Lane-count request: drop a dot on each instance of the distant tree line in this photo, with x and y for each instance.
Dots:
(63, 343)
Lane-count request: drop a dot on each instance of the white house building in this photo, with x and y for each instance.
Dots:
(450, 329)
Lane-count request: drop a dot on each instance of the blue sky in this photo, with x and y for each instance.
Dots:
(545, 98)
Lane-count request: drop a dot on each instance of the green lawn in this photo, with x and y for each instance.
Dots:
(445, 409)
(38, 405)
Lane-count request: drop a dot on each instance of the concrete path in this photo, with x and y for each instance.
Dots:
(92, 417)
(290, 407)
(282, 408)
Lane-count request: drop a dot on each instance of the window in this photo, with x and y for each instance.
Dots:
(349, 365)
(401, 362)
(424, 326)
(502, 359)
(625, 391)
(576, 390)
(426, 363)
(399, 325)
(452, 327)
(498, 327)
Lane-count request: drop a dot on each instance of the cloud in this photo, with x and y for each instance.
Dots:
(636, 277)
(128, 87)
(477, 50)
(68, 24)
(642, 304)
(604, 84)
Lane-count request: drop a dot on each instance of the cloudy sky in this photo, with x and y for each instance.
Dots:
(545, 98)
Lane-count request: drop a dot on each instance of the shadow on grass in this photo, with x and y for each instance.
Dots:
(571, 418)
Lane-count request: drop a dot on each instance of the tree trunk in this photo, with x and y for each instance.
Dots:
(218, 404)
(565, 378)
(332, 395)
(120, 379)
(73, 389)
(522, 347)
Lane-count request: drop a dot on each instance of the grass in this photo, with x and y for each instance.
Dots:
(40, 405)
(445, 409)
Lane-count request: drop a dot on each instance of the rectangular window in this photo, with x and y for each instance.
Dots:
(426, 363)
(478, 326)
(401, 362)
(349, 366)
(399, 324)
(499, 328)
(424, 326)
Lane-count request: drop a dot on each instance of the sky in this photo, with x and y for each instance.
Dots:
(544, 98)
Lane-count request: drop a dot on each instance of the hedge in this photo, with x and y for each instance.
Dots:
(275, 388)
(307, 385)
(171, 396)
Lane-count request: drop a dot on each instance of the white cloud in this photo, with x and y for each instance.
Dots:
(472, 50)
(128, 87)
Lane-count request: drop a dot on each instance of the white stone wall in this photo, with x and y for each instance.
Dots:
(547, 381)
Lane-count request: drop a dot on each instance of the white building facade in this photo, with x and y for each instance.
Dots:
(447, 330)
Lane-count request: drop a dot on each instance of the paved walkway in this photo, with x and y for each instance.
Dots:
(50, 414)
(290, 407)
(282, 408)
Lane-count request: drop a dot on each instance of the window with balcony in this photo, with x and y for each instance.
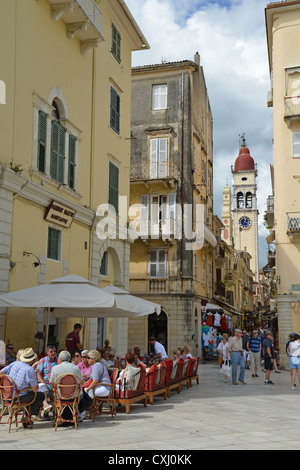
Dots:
(159, 158)
(158, 215)
(55, 155)
(159, 97)
(113, 186)
(158, 263)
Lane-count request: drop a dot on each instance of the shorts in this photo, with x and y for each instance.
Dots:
(268, 363)
(294, 362)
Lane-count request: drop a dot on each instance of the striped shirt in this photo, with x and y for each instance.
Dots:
(254, 344)
(23, 375)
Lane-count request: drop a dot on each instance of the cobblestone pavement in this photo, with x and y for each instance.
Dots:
(209, 416)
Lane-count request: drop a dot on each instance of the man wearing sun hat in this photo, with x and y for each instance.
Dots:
(24, 377)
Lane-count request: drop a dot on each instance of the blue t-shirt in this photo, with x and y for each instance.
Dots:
(254, 344)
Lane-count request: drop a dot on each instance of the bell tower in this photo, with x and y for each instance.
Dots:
(245, 213)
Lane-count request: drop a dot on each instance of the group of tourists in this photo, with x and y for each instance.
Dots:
(247, 351)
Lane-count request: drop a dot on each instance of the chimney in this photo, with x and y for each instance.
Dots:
(197, 58)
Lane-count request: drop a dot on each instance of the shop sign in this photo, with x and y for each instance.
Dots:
(59, 214)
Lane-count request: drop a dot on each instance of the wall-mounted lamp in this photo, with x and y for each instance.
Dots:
(35, 264)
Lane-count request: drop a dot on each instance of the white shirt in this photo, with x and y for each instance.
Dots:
(158, 348)
(222, 348)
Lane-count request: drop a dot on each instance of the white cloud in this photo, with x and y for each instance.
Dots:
(231, 40)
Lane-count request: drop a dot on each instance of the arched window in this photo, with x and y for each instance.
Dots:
(240, 201)
(248, 200)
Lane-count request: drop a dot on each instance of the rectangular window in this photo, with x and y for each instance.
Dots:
(54, 244)
(57, 156)
(115, 43)
(42, 142)
(72, 161)
(196, 266)
(159, 158)
(158, 263)
(104, 264)
(114, 110)
(159, 97)
(113, 186)
(296, 144)
(203, 270)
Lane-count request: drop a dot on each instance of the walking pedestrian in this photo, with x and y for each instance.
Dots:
(236, 350)
(254, 348)
(269, 356)
(294, 352)
(245, 339)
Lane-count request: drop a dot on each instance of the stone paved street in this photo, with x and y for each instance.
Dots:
(211, 416)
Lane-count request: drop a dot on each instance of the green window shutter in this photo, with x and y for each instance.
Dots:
(57, 156)
(113, 189)
(42, 142)
(72, 161)
(53, 244)
(114, 110)
(115, 43)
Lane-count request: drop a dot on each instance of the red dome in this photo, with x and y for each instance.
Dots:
(244, 161)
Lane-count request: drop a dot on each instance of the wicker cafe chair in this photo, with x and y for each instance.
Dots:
(66, 395)
(10, 397)
(98, 402)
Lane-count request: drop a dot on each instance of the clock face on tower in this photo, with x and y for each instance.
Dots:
(244, 222)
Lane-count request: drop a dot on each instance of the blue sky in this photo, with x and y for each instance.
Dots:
(230, 37)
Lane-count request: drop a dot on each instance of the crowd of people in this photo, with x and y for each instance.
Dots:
(91, 367)
(256, 350)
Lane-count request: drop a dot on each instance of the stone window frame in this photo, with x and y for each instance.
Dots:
(40, 104)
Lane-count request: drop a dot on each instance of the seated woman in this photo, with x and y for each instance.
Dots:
(187, 351)
(99, 374)
(84, 365)
(130, 370)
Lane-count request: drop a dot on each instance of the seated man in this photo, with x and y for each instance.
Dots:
(160, 352)
(24, 377)
(64, 366)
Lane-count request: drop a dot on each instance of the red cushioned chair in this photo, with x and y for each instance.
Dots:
(155, 383)
(97, 406)
(184, 379)
(66, 395)
(127, 397)
(11, 402)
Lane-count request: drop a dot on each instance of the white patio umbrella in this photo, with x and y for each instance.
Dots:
(73, 296)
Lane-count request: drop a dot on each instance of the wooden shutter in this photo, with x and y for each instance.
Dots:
(116, 43)
(72, 161)
(113, 190)
(296, 144)
(114, 110)
(162, 158)
(153, 157)
(42, 142)
(57, 157)
(144, 216)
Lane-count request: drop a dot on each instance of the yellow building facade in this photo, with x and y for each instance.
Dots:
(283, 36)
(65, 151)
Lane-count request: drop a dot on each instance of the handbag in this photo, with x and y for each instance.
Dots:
(226, 369)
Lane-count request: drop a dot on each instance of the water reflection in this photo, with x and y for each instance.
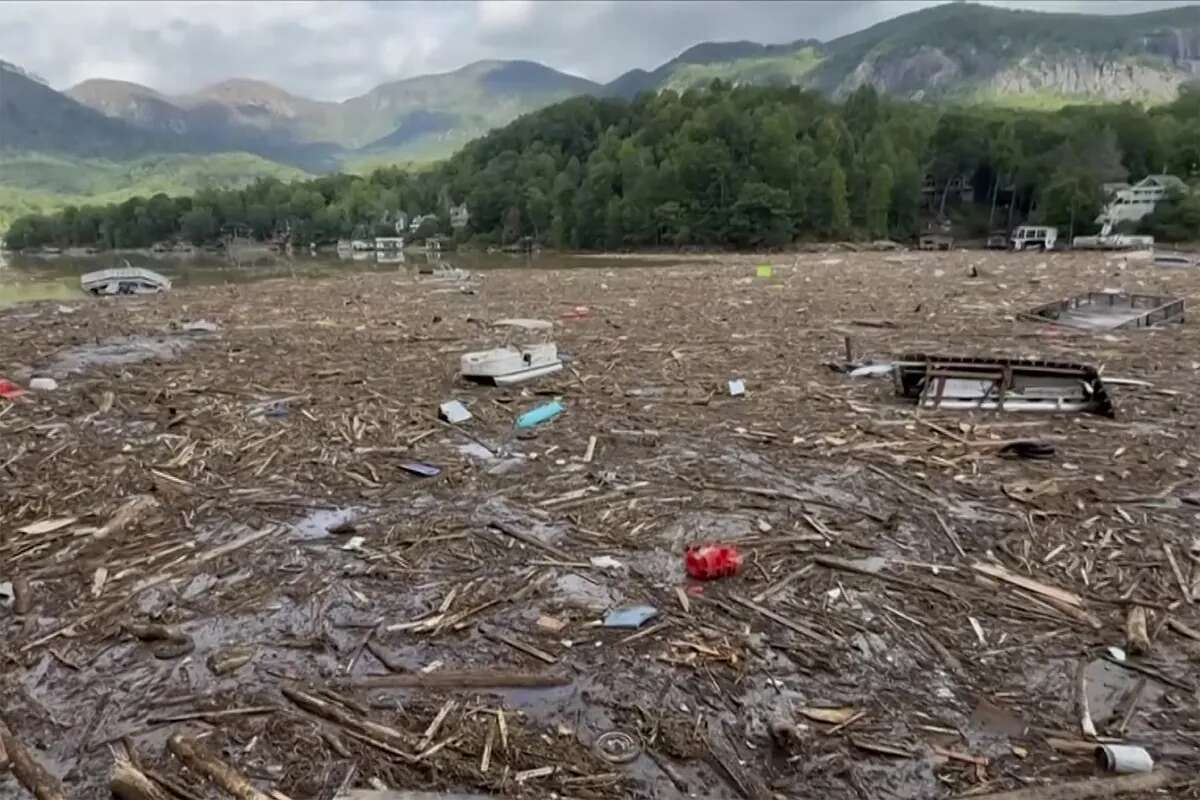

:: WHAT IS BEING ASKED ::
Find the word "seated" in the entries and show each line where it is found.

:: WORKED SOLUTION ::
Lane-count request: drop a dot on each instance of the seated woman in this photo, with x and y for each instance.
Lane-count request: drop a dot on each instance of the seated man in this photo, with x and y for each instance.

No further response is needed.